Document extract

And obviously, in this case, we're giving the kids some possible solutions. They're not generating it whole cloth. But minimally, it's a different way of thinking about problems and search. They're not using most of our sort of traditional ways of figuring it out. They're just using something about the kind of problem they have and what's available in the problem to help sort out the solution.
So is this analogical reasoning, right? It feels kind of an analogy. But it's a funny kind of analogy.
Because what it isn't is a mapping between a known problem and a known solution to a new problem and a new solution. It's rather a mapping from the kind of problem you have to the kind of solution you have. It's using, again, the problem or the query itself as your friend. It has information in it about how it wants to be solved.
How are you going to use that to solve it? And, again, the virtue being that even if your answer is wrong, if it were true, it would work. So the argument also, of course, is that this applies to any possible goal we might have including those cases where it's just not at all obvious how an analogy would apply.

Prompt 1
In the passage on analogical reasoning, the speaker describes a mapping that this kind of reasoning is not. List the four things that mapping is said to connect.

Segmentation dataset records
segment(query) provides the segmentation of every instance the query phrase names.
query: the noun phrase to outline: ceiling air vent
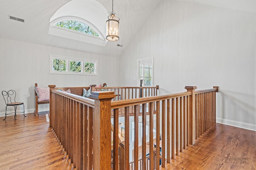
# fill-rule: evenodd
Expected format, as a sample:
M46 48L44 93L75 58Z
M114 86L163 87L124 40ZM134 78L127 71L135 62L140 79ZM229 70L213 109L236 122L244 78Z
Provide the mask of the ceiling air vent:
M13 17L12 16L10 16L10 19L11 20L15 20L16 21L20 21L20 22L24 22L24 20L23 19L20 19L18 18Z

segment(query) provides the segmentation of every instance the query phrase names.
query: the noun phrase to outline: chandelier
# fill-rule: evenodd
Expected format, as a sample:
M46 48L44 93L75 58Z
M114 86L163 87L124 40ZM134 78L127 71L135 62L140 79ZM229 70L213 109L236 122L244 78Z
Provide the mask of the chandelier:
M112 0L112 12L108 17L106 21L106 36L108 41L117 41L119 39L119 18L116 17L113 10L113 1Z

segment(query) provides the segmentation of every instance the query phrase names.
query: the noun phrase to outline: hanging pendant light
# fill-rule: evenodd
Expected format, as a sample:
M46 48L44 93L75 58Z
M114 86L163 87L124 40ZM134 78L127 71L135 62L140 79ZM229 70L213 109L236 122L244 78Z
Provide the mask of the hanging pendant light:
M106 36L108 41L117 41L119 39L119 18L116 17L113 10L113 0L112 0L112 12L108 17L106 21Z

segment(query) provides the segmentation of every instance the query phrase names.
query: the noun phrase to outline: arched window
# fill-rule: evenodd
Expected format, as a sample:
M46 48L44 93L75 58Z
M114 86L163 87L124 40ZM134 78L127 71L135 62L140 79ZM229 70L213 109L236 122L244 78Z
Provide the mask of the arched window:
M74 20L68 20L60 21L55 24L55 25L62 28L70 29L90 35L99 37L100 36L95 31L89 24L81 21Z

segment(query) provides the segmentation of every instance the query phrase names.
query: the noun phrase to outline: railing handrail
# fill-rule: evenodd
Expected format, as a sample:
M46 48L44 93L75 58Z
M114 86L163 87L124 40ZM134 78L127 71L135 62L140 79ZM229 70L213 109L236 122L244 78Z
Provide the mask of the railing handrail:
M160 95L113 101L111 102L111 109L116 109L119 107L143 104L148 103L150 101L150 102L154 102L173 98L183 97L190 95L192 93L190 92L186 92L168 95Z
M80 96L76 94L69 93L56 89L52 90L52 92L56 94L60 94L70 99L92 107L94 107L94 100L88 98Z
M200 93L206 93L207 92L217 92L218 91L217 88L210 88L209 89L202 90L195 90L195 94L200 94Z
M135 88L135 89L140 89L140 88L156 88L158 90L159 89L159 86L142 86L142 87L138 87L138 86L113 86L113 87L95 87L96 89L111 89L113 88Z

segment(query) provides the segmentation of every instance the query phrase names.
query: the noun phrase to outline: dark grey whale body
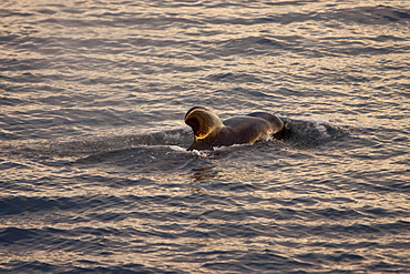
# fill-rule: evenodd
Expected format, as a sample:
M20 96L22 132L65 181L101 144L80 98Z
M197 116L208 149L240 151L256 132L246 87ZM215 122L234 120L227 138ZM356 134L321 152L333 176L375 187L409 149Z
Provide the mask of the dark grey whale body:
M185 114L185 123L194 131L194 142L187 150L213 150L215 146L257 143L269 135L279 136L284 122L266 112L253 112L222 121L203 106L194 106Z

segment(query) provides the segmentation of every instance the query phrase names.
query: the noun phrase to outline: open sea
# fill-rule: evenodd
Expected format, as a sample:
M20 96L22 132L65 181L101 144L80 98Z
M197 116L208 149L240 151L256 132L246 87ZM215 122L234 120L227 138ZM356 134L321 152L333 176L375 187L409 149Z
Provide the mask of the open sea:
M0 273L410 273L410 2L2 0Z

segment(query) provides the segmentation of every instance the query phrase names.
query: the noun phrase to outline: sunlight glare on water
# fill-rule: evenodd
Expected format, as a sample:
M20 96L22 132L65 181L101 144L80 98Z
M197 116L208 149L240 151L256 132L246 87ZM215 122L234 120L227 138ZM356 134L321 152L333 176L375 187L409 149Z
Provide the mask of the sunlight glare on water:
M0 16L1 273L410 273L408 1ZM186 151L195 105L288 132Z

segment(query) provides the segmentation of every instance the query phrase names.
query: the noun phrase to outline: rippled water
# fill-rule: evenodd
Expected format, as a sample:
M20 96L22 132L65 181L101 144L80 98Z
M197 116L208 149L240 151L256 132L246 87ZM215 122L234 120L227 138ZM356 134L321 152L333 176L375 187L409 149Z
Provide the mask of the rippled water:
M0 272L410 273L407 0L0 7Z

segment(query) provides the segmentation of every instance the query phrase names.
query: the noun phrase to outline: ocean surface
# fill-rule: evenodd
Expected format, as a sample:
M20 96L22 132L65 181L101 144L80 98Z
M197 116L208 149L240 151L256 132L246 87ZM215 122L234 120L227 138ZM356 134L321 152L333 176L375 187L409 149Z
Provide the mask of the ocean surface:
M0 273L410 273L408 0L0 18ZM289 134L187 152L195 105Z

Prompt 2
Rewrite the entries from the first line through the line containing "M13 17L12 16L10", switching "air vent" to "exhaust vent" and changing nothing else. Leave the picture out of your answer.

Full answer 1
- a known problem
- a known solution
- a new problem
- a new solution

Full answer 2
segment(query) provides the segmentation of every instance the query phrase names.
query: the noun phrase to outline: ceiling exhaust vent
# fill-rule: evenodd
Expected format, as a sample:
M46 48L44 93L75 58Z
M114 86L163 87L124 40ZM134 78L127 71L135 62L140 79ZM229 70L213 109L236 122L244 78Z
Provide the mask of the ceiling exhaust vent:
M13 17L12 16L10 16L10 19L11 20L15 20L16 21L20 21L20 22L24 22L24 20L23 19L20 19L18 18Z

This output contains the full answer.